WHAT THE TASK REQUIRES: Copy the entries below word for word, omitting the pictures.

________________

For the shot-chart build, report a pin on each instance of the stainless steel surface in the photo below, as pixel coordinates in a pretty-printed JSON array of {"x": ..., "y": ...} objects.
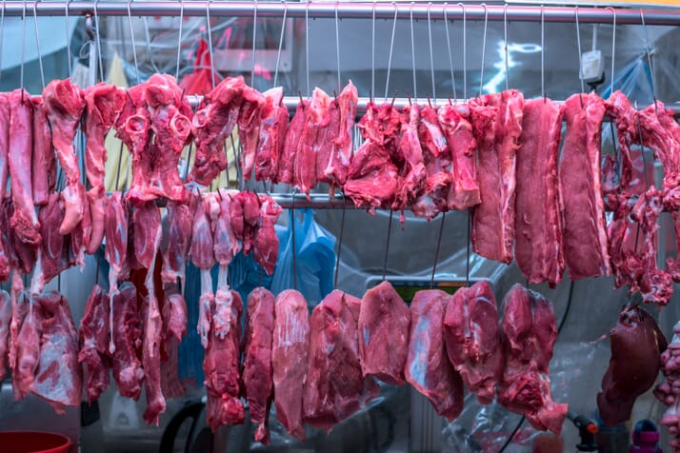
[{"x": 349, "y": 10}]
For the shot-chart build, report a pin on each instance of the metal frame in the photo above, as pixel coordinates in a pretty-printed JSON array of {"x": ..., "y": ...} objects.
[{"x": 351, "y": 10}]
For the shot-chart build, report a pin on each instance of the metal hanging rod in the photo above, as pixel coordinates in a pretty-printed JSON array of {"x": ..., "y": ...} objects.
[{"x": 348, "y": 10}]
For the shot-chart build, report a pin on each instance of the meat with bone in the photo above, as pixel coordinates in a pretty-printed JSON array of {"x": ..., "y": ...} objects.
[
  {"x": 221, "y": 363},
  {"x": 538, "y": 221},
  {"x": 170, "y": 115},
  {"x": 529, "y": 334},
  {"x": 291, "y": 144},
  {"x": 63, "y": 103},
  {"x": 94, "y": 336},
  {"x": 384, "y": 322},
  {"x": 257, "y": 360},
  {"x": 44, "y": 167},
  {"x": 212, "y": 124},
  {"x": 58, "y": 379},
  {"x": 24, "y": 221},
  {"x": 455, "y": 124},
  {"x": 636, "y": 344},
  {"x": 473, "y": 341},
  {"x": 585, "y": 229},
  {"x": 249, "y": 127},
  {"x": 126, "y": 335},
  {"x": 428, "y": 369},
  {"x": 412, "y": 173},
  {"x": 273, "y": 123},
  {"x": 335, "y": 387},
  {"x": 437, "y": 162},
  {"x": 103, "y": 104},
  {"x": 290, "y": 348},
  {"x": 5, "y": 320},
  {"x": 497, "y": 123},
  {"x": 266, "y": 247}
]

________________

TASK RESULT:
For the shot-chart build, report a pin on each instance of the stainless steel surface in the photo below, as pixel coordinates in a pretty-printed JSON array of {"x": ..., "y": ...} objects.
[{"x": 349, "y": 10}]
For the shot-chart build, report a pin on each instance of the metal frame in the photo above, as pixel coordinates in a pretty-printed JSON array of {"x": ..., "y": ...} objects.
[{"x": 351, "y": 10}]
For the shot-chart build, report a pin on each instance of the metal hanging rod in the photo above, as pixel coordinates in a pretty-printed JSON array of {"x": ..., "y": ...} objects.
[{"x": 348, "y": 10}]
For the shot-chart build, report a pin on each instance of the meat with bone in the photo above, as pixel coordinates in a pretty-printed JSON array of {"x": ..., "y": ...} objects.
[
  {"x": 221, "y": 363},
  {"x": 538, "y": 221},
  {"x": 170, "y": 115},
  {"x": 529, "y": 334},
  {"x": 291, "y": 144},
  {"x": 63, "y": 103},
  {"x": 94, "y": 336},
  {"x": 384, "y": 322},
  {"x": 257, "y": 360},
  {"x": 44, "y": 167},
  {"x": 212, "y": 124},
  {"x": 58, "y": 379},
  {"x": 24, "y": 221},
  {"x": 455, "y": 124},
  {"x": 636, "y": 344},
  {"x": 473, "y": 341},
  {"x": 585, "y": 229},
  {"x": 249, "y": 127},
  {"x": 126, "y": 335},
  {"x": 428, "y": 369},
  {"x": 412, "y": 173},
  {"x": 273, "y": 123},
  {"x": 335, "y": 387},
  {"x": 437, "y": 162},
  {"x": 103, "y": 104},
  {"x": 290, "y": 348},
  {"x": 5, "y": 320},
  {"x": 497, "y": 123},
  {"x": 266, "y": 247}
]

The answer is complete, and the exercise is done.